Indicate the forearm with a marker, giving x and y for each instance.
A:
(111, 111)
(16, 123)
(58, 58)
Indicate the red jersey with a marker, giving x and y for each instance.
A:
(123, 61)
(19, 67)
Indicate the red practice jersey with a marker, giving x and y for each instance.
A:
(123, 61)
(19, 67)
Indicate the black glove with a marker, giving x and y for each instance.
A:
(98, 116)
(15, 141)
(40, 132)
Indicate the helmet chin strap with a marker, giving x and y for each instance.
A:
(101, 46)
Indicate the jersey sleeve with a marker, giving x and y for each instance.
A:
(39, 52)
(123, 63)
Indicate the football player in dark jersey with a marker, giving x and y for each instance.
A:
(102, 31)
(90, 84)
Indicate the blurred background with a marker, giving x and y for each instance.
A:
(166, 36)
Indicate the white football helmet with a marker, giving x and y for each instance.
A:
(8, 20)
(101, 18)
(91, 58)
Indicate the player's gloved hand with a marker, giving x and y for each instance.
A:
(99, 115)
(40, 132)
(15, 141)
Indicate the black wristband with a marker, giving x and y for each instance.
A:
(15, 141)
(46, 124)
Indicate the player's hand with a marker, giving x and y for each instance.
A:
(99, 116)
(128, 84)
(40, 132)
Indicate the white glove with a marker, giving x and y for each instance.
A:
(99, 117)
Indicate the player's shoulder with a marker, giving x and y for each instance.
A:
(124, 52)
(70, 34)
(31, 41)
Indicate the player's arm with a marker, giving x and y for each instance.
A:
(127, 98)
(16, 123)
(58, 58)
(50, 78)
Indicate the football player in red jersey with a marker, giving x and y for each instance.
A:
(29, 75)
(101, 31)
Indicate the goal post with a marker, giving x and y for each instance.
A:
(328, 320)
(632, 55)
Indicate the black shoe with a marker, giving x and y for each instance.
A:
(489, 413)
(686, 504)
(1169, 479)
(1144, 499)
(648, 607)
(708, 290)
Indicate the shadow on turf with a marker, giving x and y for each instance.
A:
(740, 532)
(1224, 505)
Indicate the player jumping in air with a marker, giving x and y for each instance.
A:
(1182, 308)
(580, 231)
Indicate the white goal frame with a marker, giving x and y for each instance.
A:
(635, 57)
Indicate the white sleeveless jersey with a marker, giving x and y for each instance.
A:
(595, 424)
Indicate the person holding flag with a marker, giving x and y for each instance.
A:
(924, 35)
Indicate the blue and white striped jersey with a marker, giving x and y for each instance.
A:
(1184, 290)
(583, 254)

○ ○ ○ ○

■ **WHAT IS REQUIRED**
All the entries are to be reproduced verbatim.

■ **YOUR RESPONSE**
Indicate the forearm with a marker, giving x and y for each instance.
A:
(111, 111)
(16, 123)
(58, 58)
Indicate the red jersey with a marker, giving x and y for each instance.
A:
(123, 61)
(19, 67)
Indicate the red practice jersey with a marker, giving x and y for each instance.
A:
(123, 61)
(19, 67)
Indicate the black glove with a marker, giving x and y for each instance.
A:
(98, 116)
(15, 141)
(40, 132)
Indicate the helmet chin strap with a marker, giving x and y for each instance.
A:
(101, 46)
Indicate the jersey sleeve with a marker, giving x and y for each instance.
A:
(39, 52)
(123, 63)
Indicate the football player in dark jersey with a marker, giving x and y for each instance.
A:
(102, 31)
(90, 84)
Indicate the blurred background with a marker, giving x and y for each instance.
A:
(166, 36)
Indicate the white football helmet with a marker, giving x and y for each instance.
A:
(8, 20)
(101, 18)
(91, 58)
Indicate the player's gloved hand with a marker, giving x and y for each instance.
A:
(99, 115)
(40, 132)
(15, 141)
Indicate the black wristband with a marker, giving x and y for each instance.
A:
(15, 141)
(46, 124)
Indicate the player's hand with a marker, giving x and y for each instance.
A:
(99, 116)
(128, 84)
(40, 132)
Indicate the white glove with a marker, giving x and y for each instance.
A:
(99, 117)
Indicate the player's shoulder with a marker, giving x and y for each instance.
A:
(124, 52)
(70, 34)
(31, 41)
Indicate the player's arm with a marker, giving x and y for each instance.
A:
(127, 98)
(16, 123)
(58, 58)
(50, 78)
Indicate the football player in red jersey with a marker, giving x and y for each instance.
A:
(29, 75)
(101, 31)
Indicate the goal post with a marker, giving x and y for each instance.
A:
(328, 320)
(632, 55)
Indicate the black shoe with a marker, giving x and y for each instance.
A:
(489, 413)
(686, 504)
(1169, 479)
(1144, 499)
(648, 607)
(708, 290)
Indicate the shadow on turf with a marker, giving x and y for each instance.
A:
(740, 532)
(1224, 505)
Indicate the player jumping in air with a marker, giving x and y for each instance.
A:
(1182, 308)
(580, 231)
Indicate the white goal frame with a marker, giving x and y for each instance.
A:
(635, 57)
Indicate the white sleeveless jersey with a marker, giving x and y for each instance.
A:
(595, 424)
Indicate the person holding flag with a marker, giving x and y for each instance.
A:
(924, 35)
Indicate the blue and white striped jersey with a marker, giving x and y for each instance.
A:
(1184, 290)
(583, 254)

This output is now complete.